§ 出題 1
リストのうち「pink」という文字列を含む行をすべて抜き出して報告せよ。

§ 本文
◇ ◇ ◇ ◇ ◇ ◇ ◇

2021年8月にMeta社がVR空間で勤務ができるサービス「Horizon Workrooms」を発表したことをきっかけに、「バーチャルオフィス」という言葉が再び注目を集めました。
▼Horizon Workroomsの紹介動画
従来、バーチャルオフィスという言葉は「住所や電話番号をレンタルした架空のオフィス」として、郵便物の受け取りや保管、電話の受付や転送をしてくれるオフィスの一部機能をサービス化したものを指すことが一般的でした。
しかしコロナ禍を経て、リモートワークと出社を掛け合わせたハイブリッドな働き方を導入する企業や、オフィスを手放す企業も増えてきました。こうした流れから、Web上の仮想空間としてのバーチャルオフィス市場が盛り上がりをみせています。
実際に、IT業界で市場調査を行うITRによると、国内の市場規模は2020年度には3億2,000万円となり、前年度から6.4倍に拡大しています。今後も市場は活性化し続け、2020年から2025年のCAGR(年平均成長率)は96.8%になるという予測もあります。
▼図.バーチャルオフィス市場規模推移および予測(2019~2025年度予測)
出典:ITR「ITR Market View:ビジネスチャット市場2021」
加えて、コロナ収束後も約6割の人が在宅勤務を希望しているとする調査結果や、約44%の人がメタバース上で働くことを厭わないと回答している調査もあり、バーチャルオフィス市場は今後より一層注目されていくでしょう。
そこで本記事では、バーチャルオフィスの定義からそのメリット、ツールの選定基準や国内外の活用事例までを詳しくご紹介します。
<目次>
- バーチャルオフィスとは?よくある2つの誤解
- バーチャルオフィスで重要な「アバター」、その定義と歴史
- バーチャルオフィスにはどんな種類がある?
- 【事例6選】国内外のバーチャルオフィス活用事例
バーチャルオフィスとは?よくある2つの誤解
「Web上に構築された疑似的なオフィス」であるバーチャルオフィスを導入することで、物理的に出社せずとも、社内メンバーとWeb上で同期的なコミュニケーションをとることが可能になります。

◇ ◇ ◇ ◇ ◇ ◇ ◇

§ データ一覧

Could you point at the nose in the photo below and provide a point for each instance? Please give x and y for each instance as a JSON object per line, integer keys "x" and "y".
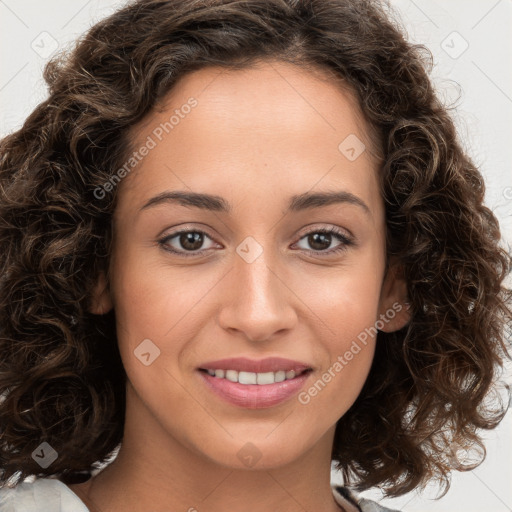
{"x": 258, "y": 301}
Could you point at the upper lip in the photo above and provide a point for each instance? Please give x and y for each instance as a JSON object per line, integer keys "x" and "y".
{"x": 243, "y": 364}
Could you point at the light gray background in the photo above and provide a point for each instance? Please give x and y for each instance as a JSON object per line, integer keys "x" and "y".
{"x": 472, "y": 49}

◇ ◇ ◇ ◇ ◇ ◇ ◇

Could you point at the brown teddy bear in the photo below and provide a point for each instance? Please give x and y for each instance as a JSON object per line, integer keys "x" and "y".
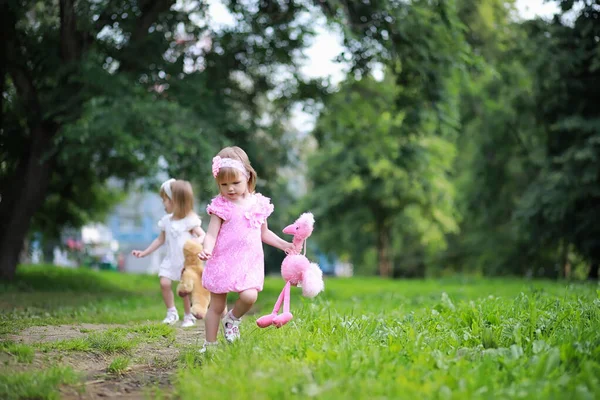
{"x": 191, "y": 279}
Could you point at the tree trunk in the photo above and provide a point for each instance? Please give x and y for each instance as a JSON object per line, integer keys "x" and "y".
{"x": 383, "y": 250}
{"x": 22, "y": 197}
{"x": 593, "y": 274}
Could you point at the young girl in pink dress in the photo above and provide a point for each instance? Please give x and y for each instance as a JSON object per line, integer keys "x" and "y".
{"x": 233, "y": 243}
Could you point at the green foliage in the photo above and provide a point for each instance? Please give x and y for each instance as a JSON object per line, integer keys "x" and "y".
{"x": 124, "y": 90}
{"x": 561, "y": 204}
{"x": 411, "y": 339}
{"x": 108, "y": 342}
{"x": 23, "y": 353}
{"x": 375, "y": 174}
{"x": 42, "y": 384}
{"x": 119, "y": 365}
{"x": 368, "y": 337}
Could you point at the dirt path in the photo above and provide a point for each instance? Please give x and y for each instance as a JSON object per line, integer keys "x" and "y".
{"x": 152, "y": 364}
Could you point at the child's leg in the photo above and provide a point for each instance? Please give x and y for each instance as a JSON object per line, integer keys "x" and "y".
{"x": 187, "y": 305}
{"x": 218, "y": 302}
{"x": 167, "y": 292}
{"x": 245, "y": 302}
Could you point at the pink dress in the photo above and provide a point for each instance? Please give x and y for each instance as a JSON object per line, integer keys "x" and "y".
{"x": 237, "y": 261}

◇ ◇ ◇ ◇ ◇ ◇ ◇

§ 出題 2
バーチャルオフィスについての本文を、最後の文の後から書き継げ。

§ 解答 1
Could you point at the young girl in pink dress in the photo above and provide a point for each instance? Please give x and y for each instance as a JSON object per line, integer keys "x" and "y".
Could you point at the pink dress in the photo above and provide a point for each instance? Please give x and y for each instance as a JSON object per line, integer keys "x" and "y".

§ 解答 2
しかし、Meta社の「Horizon Workrooms」やMicrosoft社の「Mesh for Teams」の3Dアバターのイメージが先行していることもあり、バーチャルオフィスはインターネット環境を整えたり、VR機器を揃えるのにコストがかかるのでは…と感じている方も多いのではないでしょうか。
これはバーチャルオフィスに関するよくある誤解のひとつですが、「VR機器がないと、バーチャルオフィスを利用できない」というのは間違いです。
VR機器がなくても、Webブラウザから簡単に参加できるバーチャルオフィスも数多くあります。これらの具体的なツールは後半でご紹介します。
また、「バーチャルオフィス=メタバース」という認識も、よくある間違いです。バーチャルオフィスには、オフィスをバーチャル空間上に再現するものや音声に特化したものなど様々なタイプが存在するため、必ずしもすべてがメタバースとはいえません。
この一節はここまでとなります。